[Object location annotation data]
******************************

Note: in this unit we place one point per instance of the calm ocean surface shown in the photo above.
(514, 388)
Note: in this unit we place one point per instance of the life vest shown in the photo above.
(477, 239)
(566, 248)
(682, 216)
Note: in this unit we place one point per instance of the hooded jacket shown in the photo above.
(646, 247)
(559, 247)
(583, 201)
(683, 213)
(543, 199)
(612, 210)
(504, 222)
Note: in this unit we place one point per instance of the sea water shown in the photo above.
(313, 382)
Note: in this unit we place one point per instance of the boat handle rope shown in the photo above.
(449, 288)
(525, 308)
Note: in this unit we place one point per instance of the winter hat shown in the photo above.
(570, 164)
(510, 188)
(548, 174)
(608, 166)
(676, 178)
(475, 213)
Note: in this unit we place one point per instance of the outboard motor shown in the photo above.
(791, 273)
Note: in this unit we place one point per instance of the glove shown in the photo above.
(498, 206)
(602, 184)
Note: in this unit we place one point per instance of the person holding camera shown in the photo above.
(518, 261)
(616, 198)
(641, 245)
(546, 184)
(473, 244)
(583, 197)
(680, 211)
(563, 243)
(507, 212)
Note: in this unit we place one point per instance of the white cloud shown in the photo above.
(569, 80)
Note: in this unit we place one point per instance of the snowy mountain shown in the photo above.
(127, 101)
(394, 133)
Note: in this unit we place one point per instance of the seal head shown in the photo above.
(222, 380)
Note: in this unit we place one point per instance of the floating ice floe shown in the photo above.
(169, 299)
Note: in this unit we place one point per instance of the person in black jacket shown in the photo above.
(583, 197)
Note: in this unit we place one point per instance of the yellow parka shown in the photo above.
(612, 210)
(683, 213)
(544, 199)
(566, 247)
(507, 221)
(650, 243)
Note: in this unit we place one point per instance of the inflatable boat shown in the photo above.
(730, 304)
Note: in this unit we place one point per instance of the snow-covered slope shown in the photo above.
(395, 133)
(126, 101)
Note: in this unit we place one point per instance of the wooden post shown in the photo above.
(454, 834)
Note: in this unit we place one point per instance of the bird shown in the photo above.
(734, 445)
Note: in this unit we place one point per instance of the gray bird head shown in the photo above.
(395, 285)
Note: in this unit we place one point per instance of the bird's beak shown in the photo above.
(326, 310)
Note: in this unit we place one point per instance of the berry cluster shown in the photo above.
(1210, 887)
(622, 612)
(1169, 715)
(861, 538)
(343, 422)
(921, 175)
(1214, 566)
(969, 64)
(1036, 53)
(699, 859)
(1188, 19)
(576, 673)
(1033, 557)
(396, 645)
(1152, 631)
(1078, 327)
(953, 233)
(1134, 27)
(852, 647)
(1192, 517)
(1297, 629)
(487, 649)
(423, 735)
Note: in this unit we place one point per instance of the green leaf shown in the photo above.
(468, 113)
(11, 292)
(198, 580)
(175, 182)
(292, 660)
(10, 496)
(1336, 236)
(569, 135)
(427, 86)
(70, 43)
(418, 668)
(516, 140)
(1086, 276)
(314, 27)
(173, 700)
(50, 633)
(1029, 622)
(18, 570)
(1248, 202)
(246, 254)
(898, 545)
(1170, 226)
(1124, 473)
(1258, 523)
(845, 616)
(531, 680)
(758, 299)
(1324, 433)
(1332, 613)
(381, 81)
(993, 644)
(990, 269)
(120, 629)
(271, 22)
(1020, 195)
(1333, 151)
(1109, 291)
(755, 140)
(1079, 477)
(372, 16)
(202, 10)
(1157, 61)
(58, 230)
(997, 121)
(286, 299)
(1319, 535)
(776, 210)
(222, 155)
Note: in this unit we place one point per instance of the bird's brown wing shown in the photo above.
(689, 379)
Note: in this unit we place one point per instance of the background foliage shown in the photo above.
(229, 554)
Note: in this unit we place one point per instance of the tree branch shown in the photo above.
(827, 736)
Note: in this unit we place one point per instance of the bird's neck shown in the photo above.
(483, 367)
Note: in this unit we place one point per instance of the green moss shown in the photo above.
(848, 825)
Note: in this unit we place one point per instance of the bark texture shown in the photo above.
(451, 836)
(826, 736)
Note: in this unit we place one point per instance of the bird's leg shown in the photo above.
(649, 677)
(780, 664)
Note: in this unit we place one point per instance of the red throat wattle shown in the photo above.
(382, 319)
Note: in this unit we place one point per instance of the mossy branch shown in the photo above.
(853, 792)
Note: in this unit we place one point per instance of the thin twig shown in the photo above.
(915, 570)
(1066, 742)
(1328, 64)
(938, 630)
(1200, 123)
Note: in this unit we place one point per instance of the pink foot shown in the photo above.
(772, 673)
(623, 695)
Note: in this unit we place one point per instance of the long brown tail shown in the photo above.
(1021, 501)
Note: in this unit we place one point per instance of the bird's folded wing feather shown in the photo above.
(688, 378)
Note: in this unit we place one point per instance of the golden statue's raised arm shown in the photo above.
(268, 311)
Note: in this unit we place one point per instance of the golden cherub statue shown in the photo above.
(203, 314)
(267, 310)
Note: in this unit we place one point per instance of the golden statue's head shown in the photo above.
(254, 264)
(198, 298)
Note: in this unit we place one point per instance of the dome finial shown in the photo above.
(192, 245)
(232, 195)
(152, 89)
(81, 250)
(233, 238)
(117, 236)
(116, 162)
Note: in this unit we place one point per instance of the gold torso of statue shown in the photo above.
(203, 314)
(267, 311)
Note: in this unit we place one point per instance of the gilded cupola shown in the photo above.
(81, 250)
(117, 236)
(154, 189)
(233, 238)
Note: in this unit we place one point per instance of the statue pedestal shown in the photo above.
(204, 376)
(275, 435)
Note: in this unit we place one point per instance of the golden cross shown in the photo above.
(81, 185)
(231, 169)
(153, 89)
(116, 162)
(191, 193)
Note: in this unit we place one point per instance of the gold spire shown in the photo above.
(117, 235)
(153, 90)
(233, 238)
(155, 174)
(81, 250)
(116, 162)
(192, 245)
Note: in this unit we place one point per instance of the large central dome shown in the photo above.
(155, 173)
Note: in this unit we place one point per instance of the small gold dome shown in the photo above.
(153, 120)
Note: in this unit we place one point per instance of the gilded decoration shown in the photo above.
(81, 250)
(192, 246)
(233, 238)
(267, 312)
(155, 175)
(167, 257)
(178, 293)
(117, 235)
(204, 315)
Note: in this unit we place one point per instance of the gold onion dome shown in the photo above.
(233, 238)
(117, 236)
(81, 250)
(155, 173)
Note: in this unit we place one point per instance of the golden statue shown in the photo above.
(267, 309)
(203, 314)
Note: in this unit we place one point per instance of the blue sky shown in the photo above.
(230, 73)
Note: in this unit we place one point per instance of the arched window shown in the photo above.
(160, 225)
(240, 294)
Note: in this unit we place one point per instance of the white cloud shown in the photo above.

******************************

● **Your instructions**
Turn the stretch of rows above, from the line that contains "texture shown in the photo above." through the line that contains "(1200, 123)", into a numbered list that includes both of those lines and leaves out any blank lines.

● **Output for this task**
1. Note: in this unit we place one point per instance of the bark texture shown in the photo above.
2. (451, 836)
3. (826, 736)
4. Note: in this unit we place one point per instance of the bird's leg shown in the photo above.
5. (649, 677)
6. (780, 664)
7. Note: in this unit we place one point per instance of the red throat wattle shown in the photo above.
8. (382, 319)
9. Note: in this unit we place one point per instance of the mossy branch shown in the photo above.
10. (853, 792)
11. Note: in this unit we place one point per instance of the thin twig shown in the photo above.
12. (915, 570)
13. (1066, 742)
14. (1328, 64)
15. (938, 630)
16. (1200, 123)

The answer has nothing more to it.